BEGIN Records
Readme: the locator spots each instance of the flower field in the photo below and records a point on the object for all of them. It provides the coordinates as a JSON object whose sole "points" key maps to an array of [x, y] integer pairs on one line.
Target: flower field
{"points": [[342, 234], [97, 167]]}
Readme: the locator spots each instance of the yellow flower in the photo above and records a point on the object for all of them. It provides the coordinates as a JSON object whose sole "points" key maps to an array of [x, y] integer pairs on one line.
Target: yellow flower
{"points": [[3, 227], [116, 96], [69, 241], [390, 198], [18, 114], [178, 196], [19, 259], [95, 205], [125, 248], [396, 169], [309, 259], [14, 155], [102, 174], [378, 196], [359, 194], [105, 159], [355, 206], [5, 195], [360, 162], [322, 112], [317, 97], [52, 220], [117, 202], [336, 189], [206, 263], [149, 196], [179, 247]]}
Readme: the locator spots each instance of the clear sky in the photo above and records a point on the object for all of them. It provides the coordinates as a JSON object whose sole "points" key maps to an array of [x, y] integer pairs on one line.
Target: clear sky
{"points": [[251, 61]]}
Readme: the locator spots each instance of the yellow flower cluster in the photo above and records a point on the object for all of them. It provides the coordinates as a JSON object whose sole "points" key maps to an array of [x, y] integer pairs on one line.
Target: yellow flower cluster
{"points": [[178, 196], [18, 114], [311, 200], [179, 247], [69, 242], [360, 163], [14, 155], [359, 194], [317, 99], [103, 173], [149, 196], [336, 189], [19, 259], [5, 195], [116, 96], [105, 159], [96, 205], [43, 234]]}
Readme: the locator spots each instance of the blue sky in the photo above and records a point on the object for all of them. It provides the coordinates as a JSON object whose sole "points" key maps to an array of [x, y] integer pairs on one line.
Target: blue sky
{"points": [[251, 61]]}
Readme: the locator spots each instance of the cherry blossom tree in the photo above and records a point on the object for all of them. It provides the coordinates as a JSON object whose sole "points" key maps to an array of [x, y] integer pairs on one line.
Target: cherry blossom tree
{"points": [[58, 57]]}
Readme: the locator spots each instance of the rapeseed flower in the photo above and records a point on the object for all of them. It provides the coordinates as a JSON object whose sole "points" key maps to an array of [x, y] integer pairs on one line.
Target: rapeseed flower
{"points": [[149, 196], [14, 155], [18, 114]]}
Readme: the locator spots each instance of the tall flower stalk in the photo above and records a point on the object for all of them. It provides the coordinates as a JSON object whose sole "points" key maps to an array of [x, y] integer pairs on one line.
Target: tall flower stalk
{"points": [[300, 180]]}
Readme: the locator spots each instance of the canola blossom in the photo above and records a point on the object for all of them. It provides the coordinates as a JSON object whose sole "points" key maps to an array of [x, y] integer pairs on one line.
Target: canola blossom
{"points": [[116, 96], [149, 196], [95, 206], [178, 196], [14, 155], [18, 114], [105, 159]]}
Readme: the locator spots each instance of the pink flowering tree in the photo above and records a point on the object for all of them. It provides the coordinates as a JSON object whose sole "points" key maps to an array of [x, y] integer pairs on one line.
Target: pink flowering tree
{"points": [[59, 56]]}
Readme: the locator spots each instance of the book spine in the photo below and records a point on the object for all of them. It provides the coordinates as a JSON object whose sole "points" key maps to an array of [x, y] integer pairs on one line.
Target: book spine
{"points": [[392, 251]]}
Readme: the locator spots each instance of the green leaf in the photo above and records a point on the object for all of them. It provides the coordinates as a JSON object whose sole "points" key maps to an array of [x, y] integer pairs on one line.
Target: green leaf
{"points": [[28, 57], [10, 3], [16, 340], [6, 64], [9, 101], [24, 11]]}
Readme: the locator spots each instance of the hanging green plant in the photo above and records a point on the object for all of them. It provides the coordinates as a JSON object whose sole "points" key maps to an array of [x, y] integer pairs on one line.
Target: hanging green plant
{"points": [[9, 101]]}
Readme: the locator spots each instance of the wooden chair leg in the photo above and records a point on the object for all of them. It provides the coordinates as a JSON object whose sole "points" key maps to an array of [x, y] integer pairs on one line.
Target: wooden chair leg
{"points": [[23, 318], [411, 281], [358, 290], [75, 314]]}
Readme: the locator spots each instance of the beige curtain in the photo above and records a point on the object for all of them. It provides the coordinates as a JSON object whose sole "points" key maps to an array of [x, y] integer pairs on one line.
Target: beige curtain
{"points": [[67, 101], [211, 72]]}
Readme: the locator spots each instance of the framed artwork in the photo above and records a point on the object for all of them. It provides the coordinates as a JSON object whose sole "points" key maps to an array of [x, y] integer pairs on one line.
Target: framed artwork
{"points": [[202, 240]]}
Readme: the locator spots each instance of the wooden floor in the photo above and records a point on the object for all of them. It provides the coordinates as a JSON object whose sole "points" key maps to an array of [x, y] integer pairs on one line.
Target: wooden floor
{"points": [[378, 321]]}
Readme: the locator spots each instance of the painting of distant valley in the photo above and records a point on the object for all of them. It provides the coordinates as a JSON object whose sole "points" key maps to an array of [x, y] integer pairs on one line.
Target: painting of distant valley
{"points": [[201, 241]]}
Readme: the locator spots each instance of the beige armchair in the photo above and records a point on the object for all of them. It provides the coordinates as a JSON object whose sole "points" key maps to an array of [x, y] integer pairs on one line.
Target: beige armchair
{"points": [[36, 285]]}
END Records
Do this: Repeat the data above exactly.

The response:
Readme: the locator spots each instance of the flower field in the photo below and records a point on the object for all of them. It provides the coordinates as a JSON object whose sole "points" key maps to an array of [x, y] integer pairs on one line.
Target: flower field
{"points": [[342, 234], [97, 167]]}
Readme: the locator spots each instance of the yellow flower in the photo above and records a point on the object for all of them. It provides the coordinates as a JSON object whose sole "points" key maps to an array of [x, y] integer pairs on one line.
Target: yellow flower
{"points": [[3, 227], [116, 96], [69, 241], [390, 198], [18, 114], [178, 196], [19, 259], [95, 205], [125, 248], [396, 169], [309, 259], [14, 155], [102, 174], [378, 196], [359, 194], [105, 159], [355, 206], [5, 195], [360, 162], [322, 112], [317, 97], [52, 220], [117, 202], [336, 189], [206, 263], [149, 196], [179, 247]]}
Readme: the locator spots each instance of the clear sky in the photo above and records a point on the object for all of them. It provides the coordinates as a JSON object whose sole "points" key maps to an array of [x, y] integer pairs on one line.
Target: clear sky
{"points": [[251, 61]]}
Readme: the locator spots each instance of the yellow flower cluster in the photo above and records a point on the object for all of them. It provides the coordinates as a JSON object whose sole "points" key maps to an array of [x, y] integer pairs on one line.
Target: yellow flower cluster
{"points": [[178, 196], [18, 114], [311, 200], [179, 247], [69, 242], [360, 163], [14, 155], [359, 194], [317, 99], [103, 173], [149, 196], [336, 189], [19, 259], [5, 195], [116, 96], [105, 159], [96, 205], [43, 234]]}
Readme: the locator spots each instance of the blue sky in the photo above and records a point on the object for all of them. It provides the coordinates as a JSON object whose sole "points" key maps to an array of [x, y] integer pairs on one line.
Target: blue sky
{"points": [[251, 61]]}
Readme: the locator spots each instance of the cherry blossom tree in the photo above and records a point on the object for all of them. It provides the coordinates as a JSON object whose sole "points" key maps to an array of [x, y] integer pairs on one line.
Target: cherry blossom tree
{"points": [[58, 57]]}
Readme: the locator spots each instance of the rapeseed flower in the photo above and records a point on the object for all of them. It provides the coordinates as a JSON object whose sole "points" key maps to an array of [x, y] integer pairs on one line.
Target: rapeseed flower
{"points": [[149, 196], [14, 155], [18, 114]]}
Readme: the locator spots each instance of the tall flower stalk in the photo above and records a point on the object for all of them. It provides the coordinates as a JSON object whose sole "points" key maps to an array of [x, y] integer pairs on one line.
Target: tall flower stalk
{"points": [[300, 180]]}
Readme: the locator spots each instance of the canola blossom in the photo above and records a point on the object for all of them. It provides the coordinates as a JSON object whose sole "points" key maps to an array of [x, y] integer pairs on one line.
Target: canola blossom
{"points": [[116, 96], [149, 196], [95, 206], [178, 196], [14, 155], [18, 114], [105, 159]]}
Readme: the locator spots each instance of the pink flowering tree in the photo above and records a point on the object for all of them. It provides the coordinates as a JSON object whose sole "points" key maps to an array of [x, y] integer pairs on one line.
Target: pink flowering tree
{"points": [[59, 56]]}
Readme: the locator spots each instance of the book spine in the photo below and records a point on the object for all of them. It provides the coordinates as a JSON object whose sole "points" key maps to an array of [x, y] integer pairs on one line.
Target: book spine
{"points": [[392, 251]]}
Readme: the locator spots each instance of the green leaf in the photo above and records a point on the object for all of them. It provides the coordinates as a JSON object whose sole "points" key maps to an array of [x, y] integer pairs on one line.
Target: green leaf
{"points": [[28, 57], [10, 3], [16, 340], [6, 64], [9, 101], [24, 11]]}
Readme: the locator spots each instance of the hanging green plant in the photo above and records a point on the object for all of them. It provides the coordinates as a JSON object whose sole "points" key maps to an array of [x, y] integer pairs on one line.
Target: hanging green plant
{"points": [[9, 101]]}
Readme: the locator spots each instance of the wooden chair leg in the photo above and records a point on the object for all of them. It provides the coordinates as a JSON object whose sole "points" key maps to an array of [x, y] integer pairs on one line.
Target: wooden chair leg
{"points": [[23, 318], [411, 281], [358, 290], [75, 314]]}
Readme: the locator spots each instance of the beige curtain in the photo above and records a point on the object for all of them. It provides the coordinates as a JSON object whose sole "points" key maps to an array of [x, y] integer pairs on one line.
Target: beige curtain
{"points": [[67, 101], [211, 72]]}
Readme: the locator spots each instance of the framed artwork in the photo above and records a point on the object for all of them. It provides the coordinates as a JSON object whose sole "points" key maps to an array of [x, y] integer pairs on one line.
Target: framed artwork
{"points": [[202, 240]]}
Readme: the locator spots each instance of the wooden floor in the photo above and records a point on the object for all of them. It provides the coordinates as a JSON object whose sole "points" key maps to an array of [x, y] integer pairs on one line.
Target: wooden floor
{"points": [[378, 321]]}
Readme: the locator spots each instance of the painting of distant valley in the photo above and records a point on the object for all of them. It provides the coordinates as a JSON object whose sole "points" key maps to an array of [x, y] integer pairs on one line.
Target: painting of distant valley
{"points": [[201, 241]]}
Readme: the locator spots each instance of the beige armchair in the photo above and records a point on the object for all of them. It provides the coordinates as a JSON object whose sole "points" key maps to an array of [x, y] integer pairs on one line.
Target: beige armchair
{"points": [[36, 285]]}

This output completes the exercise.